TASK PROMPT:
Quote the rows below word for word, leaving out the pictures.

(Collection entries)
..........

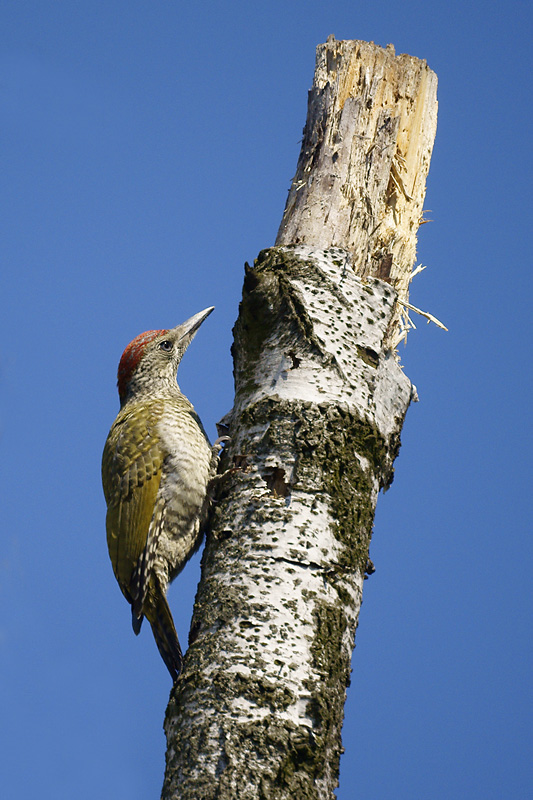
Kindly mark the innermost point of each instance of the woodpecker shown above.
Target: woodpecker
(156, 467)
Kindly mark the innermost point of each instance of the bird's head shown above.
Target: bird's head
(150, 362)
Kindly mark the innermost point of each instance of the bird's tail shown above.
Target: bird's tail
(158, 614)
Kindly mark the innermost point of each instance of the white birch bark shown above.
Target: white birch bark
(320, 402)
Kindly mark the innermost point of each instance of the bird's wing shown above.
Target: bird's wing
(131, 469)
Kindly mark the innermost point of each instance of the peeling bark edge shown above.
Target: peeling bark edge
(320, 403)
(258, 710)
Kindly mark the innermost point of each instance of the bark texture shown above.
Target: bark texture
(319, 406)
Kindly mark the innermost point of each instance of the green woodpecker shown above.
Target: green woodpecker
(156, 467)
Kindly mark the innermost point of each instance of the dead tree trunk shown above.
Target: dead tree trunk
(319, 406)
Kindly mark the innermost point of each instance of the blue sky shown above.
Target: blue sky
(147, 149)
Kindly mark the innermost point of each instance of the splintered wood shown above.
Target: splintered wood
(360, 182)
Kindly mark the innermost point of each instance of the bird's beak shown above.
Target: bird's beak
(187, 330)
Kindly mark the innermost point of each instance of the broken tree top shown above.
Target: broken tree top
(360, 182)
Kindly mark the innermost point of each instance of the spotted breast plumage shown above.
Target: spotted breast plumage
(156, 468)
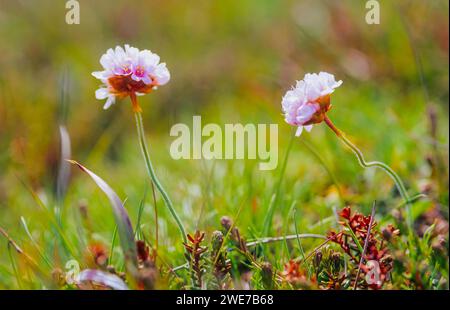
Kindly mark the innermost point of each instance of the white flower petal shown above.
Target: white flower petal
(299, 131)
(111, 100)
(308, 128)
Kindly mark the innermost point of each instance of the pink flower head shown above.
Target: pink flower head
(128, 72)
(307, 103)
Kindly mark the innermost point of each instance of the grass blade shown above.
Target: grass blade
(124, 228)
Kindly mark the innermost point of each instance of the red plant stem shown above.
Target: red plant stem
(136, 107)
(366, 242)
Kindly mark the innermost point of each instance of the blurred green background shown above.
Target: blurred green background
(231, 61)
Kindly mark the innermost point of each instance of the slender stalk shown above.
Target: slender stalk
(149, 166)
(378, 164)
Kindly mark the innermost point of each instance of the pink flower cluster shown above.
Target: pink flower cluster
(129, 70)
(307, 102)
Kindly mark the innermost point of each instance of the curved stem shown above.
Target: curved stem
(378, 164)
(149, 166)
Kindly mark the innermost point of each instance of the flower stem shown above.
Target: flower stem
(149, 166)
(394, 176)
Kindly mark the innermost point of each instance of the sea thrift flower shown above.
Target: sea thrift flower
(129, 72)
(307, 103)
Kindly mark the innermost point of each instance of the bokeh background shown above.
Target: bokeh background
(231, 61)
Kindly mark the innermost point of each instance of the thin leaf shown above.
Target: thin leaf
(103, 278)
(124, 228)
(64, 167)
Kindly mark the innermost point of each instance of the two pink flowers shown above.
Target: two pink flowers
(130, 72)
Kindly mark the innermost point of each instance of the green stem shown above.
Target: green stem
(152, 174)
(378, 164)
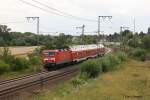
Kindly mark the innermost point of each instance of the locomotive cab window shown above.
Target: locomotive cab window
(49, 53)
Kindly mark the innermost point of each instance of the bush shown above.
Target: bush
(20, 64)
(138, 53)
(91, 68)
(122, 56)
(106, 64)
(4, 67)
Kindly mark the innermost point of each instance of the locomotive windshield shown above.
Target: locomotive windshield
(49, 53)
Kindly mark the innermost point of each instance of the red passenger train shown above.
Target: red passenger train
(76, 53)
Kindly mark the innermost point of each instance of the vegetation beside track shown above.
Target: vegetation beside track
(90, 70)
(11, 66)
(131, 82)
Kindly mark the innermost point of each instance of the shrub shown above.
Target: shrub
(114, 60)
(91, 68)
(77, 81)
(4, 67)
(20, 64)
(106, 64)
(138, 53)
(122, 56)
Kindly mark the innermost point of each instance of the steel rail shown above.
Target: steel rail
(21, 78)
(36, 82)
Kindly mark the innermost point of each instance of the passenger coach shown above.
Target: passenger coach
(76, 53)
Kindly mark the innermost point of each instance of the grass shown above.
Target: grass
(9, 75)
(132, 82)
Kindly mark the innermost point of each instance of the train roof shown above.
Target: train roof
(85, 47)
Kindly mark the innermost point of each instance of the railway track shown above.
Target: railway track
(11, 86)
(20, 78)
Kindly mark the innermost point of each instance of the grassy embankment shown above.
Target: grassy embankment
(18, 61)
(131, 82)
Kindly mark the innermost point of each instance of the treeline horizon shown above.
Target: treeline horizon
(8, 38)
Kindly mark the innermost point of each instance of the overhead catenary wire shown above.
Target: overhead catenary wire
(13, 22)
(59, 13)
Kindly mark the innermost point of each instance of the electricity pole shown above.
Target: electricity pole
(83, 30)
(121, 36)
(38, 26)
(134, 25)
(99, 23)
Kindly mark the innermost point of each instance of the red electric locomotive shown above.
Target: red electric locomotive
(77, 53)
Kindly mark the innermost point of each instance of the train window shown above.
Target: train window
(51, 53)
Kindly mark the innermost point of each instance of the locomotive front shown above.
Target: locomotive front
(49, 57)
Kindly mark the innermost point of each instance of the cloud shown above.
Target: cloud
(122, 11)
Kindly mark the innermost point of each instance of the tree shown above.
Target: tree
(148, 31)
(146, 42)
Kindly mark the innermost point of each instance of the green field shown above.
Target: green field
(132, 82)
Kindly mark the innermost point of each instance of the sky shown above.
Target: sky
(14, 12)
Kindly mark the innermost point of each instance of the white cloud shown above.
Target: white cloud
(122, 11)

..........

ANSWER TO THE EXERCISE:
Kindly mark the innermost point of each instance of the woodpecker shown above.
Target: woodpecker
(156, 467)
Kindly mark the innermost point of each instance of the bird's head shown above.
Target: bird's head
(150, 362)
Kindly mark the innermost point of each instance of the bird's tail shown above.
Target: bird's tail
(158, 614)
Kindly mark the innermost point of each instance of the white birch bark shown above.
Target: white birch bark
(320, 402)
Kindly mark the innermost point of each instance of the bird's wing shown above.
Target: bird's wing
(131, 469)
Kindly mark the innermost point of each instance of the peeling bark edge shown above.
Target: peeling bark edge
(320, 403)
(258, 710)
Kindly mark the innermost point of each instance of the bark texture shown above.
Target: bark texture
(319, 406)
Kindly mark the innermost point of each instance of the green woodpecker shown above.
Target: green woodpecker
(156, 467)
Kindly mark the innermost point of each instance of the dead tree trunk shown above.
Target: dead tree trunk
(319, 406)
Kindly mark the innermost point of each instance of the blue sky shown above.
Target: blue sky
(147, 149)
Kindly mark the innermost point of each instance of the splintered wood shown above.
Target: splintered wood
(360, 182)
Kindly mark the innermost point of each instance of the bird's beak shown above.
Target: bird's beak
(187, 330)
Kindly mark the innermost point of each instance of the broken tree top shown above.
Target: broken tree top
(360, 182)
Kindly mark the innermost point of each instance of the spotted breast plumage shown above.
Target: spotted breast plumage
(156, 468)
Kindly mark the innermost point of each instance of the white flower petal shown above.
Target: white flower petal
(299, 131)
(111, 100)
(308, 128)
Kindly mark the innermost point of each instance of the pink flower head shown above.
Target: pink flower head
(128, 72)
(307, 103)
Kindly mark the innermost point of each instance of the grass blade shown above.
Target: grass blade
(124, 228)
Kindly mark the innermost point of each instance of the red plant stem shown above.
Target: red plant stem
(136, 107)
(366, 242)
Kindly mark the innermost point of each instance of the blurred green background shown above.
Target: blurred green background
(231, 61)
Kindly mark the innermost point of each instance of the slender stalk shown above.
Target: slender stalk
(149, 166)
(378, 164)
Kindly mark the innermost point of each instance of the pink flower cluster shown above.
Target: pink flower cluster
(129, 70)
(307, 102)
Kindly mark the innermost point of each instance of the curved stem shown above.
Target: curved stem
(378, 164)
(149, 166)
Kindly mark the innermost point of each instance of the flower stem shown above.
Target: flower stem
(149, 166)
(394, 176)
Kindly mark the innermost point of each instance of the sea thrift flower shown above.
Target: sea thrift flower
(129, 72)
(307, 103)
Kindly mark the innermost point of each instance of the bokeh background shown above.
Target: bokeh background
(231, 61)
Kindly mark the innermost point of each instance of the thin leaf shown above.
Target: thin leaf
(103, 278)
(124, 228)
(64, 167)
Kindly mark the innermost point of each instance of the two pink flowers shown above.
Target: two pink flowers
(130, 72)
Kindly mark the innermost point of each instance of the green stem shown above.
Target: green stem
(152, 174)
(378, 164)
Kindly mark the innermost point of each instance of the locomotive cab window shown above.
Target: locomotive cab window
(49, 53)
Kindly mark the innermost point of each instance of the bush shown above.
Target: bush
(20, 64)
(138, 53)
(91, 68)
(122, 56)
(106, 64)
(4, 67)
Kindly mark the innermost point of each instance of the locomotive windshield shown above.
Target: locomotive windshield
(49, 53)
Kindly mark the innermost point of each instance of the red passenger train shown above.
Target: red passenger train
(76, 53)
Kindly mark the innermost point of each instance of the vegetation beside track shown above.
Target: vegetation beside track
(90, 70)
(11, 66)
(131, 82)
Kindly mark the innermost point of each instance of the shrub shown above.
Target: shrub
(114, 60)
(91, 68)
(77, 81)
(4, 67)
(20, 64)
(106, 64)
(138, 53)
(122, 56)
Kindly mark the innermost point of each instance of the steel rail shown above.
Target: steel rail
(21, 78)
(36, 82)
Kindly mark the innermost point of each instance of the passenger coach shown above.
Target: passenger coach
(76, 53)
Kindly mark the innermost point of each instance of the grass shown above.
Target: grass
(9, 75)
(132, 82)
Kindly mark the innermost point of each instance of the train roof shown above.
Target: train roof
(85, 47)
Kindly mark the innermost point of each instance of the railway track shown above.
Target: railway track
(11, 86)
(20, 78)
Kindly mark the innermost point of each instance of the grassy embankment shown above.
Target: grassy embankment
(18, 61)
(131, 82)
Kindly mark the innermost point of each instance of the treeline horizon shown above.
Target: treeline horizon
(8, 38)
Kindly mark the innermost point of each instance of the overhead catenary wire shown above.
Target: overhead catenary wire
(13, 22)
(59, 13)
Kindly mark the innermost point of each instance of the electricity pole shown above.
Target: electricity pole
(83, 30)
(121, 36)
(38, 26)
(134, 25)
(99, 23)
Kindly mark the innermost point of each instance of the red electric locomotive shown above.
Target: red electric locomotive
(77, 53)
Kindly mark the innermost point of each instance of the train window shown above.
Target: train window
(51, 53)
Kindly mark the innermost point of each instance of the locomotive front shown above.
Target: locomotive front
(49, 57)
Kindly mark the innermost point of each instance of the cloud shown above.
Target: cloud
(122, 11)
Kindly mark the innermost point of each instance of the tree shown above.
Target: tree
(148, 31)
(146, 42)
Kindly mark the innermost point of each instance of the green field shown above.
Target: green field
(132, 82)
Kindly mark the innermost point of each instance of the sky shown above.
Target: sky
(14, 12)
Kindly mark the innermost point of each instance of the white cloud shown above.
Target: white cloud
(122, 11)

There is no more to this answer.